*MATERIAL PROVIDED*
— start —
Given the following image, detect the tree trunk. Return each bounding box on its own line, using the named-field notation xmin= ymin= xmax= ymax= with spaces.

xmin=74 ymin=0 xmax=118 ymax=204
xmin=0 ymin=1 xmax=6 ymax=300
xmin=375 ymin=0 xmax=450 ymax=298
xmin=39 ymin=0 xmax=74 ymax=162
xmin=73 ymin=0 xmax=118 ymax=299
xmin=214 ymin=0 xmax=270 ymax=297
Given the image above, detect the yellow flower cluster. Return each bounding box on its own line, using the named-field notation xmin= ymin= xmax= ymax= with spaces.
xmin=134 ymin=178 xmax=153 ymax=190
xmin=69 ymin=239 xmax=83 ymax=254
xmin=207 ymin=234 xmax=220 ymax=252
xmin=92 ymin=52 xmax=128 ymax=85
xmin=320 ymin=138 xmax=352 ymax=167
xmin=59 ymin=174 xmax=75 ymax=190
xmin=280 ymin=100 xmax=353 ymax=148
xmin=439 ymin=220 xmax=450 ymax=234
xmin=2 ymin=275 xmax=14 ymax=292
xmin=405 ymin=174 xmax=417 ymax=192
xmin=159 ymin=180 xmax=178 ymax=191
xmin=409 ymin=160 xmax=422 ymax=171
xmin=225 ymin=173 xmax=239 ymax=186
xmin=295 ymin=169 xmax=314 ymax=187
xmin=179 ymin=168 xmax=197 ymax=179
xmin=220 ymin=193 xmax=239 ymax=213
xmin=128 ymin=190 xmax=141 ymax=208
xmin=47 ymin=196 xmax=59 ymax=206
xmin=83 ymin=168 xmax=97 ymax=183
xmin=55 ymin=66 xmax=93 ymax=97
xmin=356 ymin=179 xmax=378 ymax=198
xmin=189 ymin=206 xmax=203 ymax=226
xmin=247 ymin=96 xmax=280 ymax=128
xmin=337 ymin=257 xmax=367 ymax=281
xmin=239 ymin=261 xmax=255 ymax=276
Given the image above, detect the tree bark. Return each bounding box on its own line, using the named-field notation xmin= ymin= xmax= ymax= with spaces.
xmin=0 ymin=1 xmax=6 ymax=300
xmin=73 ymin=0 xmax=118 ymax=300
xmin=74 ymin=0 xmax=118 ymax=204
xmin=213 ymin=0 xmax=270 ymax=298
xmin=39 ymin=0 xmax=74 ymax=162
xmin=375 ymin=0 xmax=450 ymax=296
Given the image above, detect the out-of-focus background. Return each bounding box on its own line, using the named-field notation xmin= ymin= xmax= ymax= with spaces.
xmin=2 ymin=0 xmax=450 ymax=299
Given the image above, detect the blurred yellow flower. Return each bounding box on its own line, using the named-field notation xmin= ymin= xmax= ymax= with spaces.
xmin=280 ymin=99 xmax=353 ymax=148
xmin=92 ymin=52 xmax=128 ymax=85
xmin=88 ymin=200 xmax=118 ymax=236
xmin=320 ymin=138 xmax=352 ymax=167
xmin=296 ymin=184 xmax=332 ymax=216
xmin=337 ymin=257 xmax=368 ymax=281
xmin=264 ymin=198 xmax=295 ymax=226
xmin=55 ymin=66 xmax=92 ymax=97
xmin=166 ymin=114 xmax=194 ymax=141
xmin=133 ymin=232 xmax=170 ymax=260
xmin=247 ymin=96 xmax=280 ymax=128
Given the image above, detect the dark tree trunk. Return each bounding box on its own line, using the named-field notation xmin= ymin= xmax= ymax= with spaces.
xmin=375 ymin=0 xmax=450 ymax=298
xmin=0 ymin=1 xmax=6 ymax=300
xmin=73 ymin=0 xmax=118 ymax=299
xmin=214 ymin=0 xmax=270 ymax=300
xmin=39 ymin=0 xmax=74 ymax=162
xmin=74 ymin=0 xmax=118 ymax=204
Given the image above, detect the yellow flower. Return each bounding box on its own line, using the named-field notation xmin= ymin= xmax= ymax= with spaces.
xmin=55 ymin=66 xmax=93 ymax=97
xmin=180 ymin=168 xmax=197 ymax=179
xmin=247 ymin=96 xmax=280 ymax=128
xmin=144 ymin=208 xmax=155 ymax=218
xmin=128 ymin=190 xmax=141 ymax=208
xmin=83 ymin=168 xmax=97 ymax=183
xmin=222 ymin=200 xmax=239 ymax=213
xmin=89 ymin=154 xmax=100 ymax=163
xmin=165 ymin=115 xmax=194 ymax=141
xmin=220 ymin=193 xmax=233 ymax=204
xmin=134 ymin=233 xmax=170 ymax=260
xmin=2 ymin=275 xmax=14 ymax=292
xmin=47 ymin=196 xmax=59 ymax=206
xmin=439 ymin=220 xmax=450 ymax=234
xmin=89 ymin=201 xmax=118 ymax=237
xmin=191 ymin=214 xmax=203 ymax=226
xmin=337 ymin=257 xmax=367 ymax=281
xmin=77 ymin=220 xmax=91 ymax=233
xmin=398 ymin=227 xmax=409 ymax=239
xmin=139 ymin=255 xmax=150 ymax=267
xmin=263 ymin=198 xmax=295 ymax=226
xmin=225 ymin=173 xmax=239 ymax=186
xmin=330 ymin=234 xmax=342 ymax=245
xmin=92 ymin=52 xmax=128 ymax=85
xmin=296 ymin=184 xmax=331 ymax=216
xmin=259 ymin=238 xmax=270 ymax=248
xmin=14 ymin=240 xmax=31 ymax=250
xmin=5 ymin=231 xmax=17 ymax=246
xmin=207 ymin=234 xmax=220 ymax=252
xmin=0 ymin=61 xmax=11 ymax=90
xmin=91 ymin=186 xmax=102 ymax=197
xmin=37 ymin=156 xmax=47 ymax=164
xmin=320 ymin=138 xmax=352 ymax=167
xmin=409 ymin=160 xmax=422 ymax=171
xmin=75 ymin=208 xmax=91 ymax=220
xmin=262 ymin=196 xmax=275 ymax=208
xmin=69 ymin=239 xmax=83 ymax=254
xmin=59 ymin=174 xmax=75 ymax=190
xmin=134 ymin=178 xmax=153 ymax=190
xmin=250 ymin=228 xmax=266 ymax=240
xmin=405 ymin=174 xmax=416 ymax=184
— end —
*INSTRUCTIONS FOR THE TASK*
Output the material as a JSON list of strings, starting at its first line and ending at the line that contains "xmin=214 ymin=0 xmax=270 ymax=297". Give one string per line and leave out blank lines.

*OUTPUT OF THE EXERCISE*
[
  "Given the following image, detect the tree trunk. Return each bounding box on its own line, using the named-field notation xmin= ymin= xmax= ymax= with spaces.",
  "xmin=74 ymin=0 xmax=118 ymax=204",
  "xmin=0 ymin=1 xmax=6 ymax=300",
  "xmin=375 ymin=0 xmax=450 ymax=298",
  "xmin=39 ymin=0 xmax=74 ymax=162",
  "xmin=73 ymin=0 xmax=118 ymax=299",
  "xmin=214 ymin=0 xmax=270 ymax=297"
]